● **TASK ITEM**: Check each line of the material below for "pointer" and copy those where it appears.

● **RECORDS PROVIDED**:
* * * *
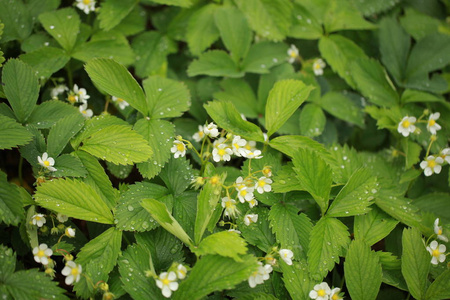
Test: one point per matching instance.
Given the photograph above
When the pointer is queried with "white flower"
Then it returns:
* * * *
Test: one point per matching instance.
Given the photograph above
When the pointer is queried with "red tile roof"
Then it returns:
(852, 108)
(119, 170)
* * * *
● **RESULT FOR THIS TASK**:
When the pointer is queried with "white flower"
When the pointer is queried with "red tile roof"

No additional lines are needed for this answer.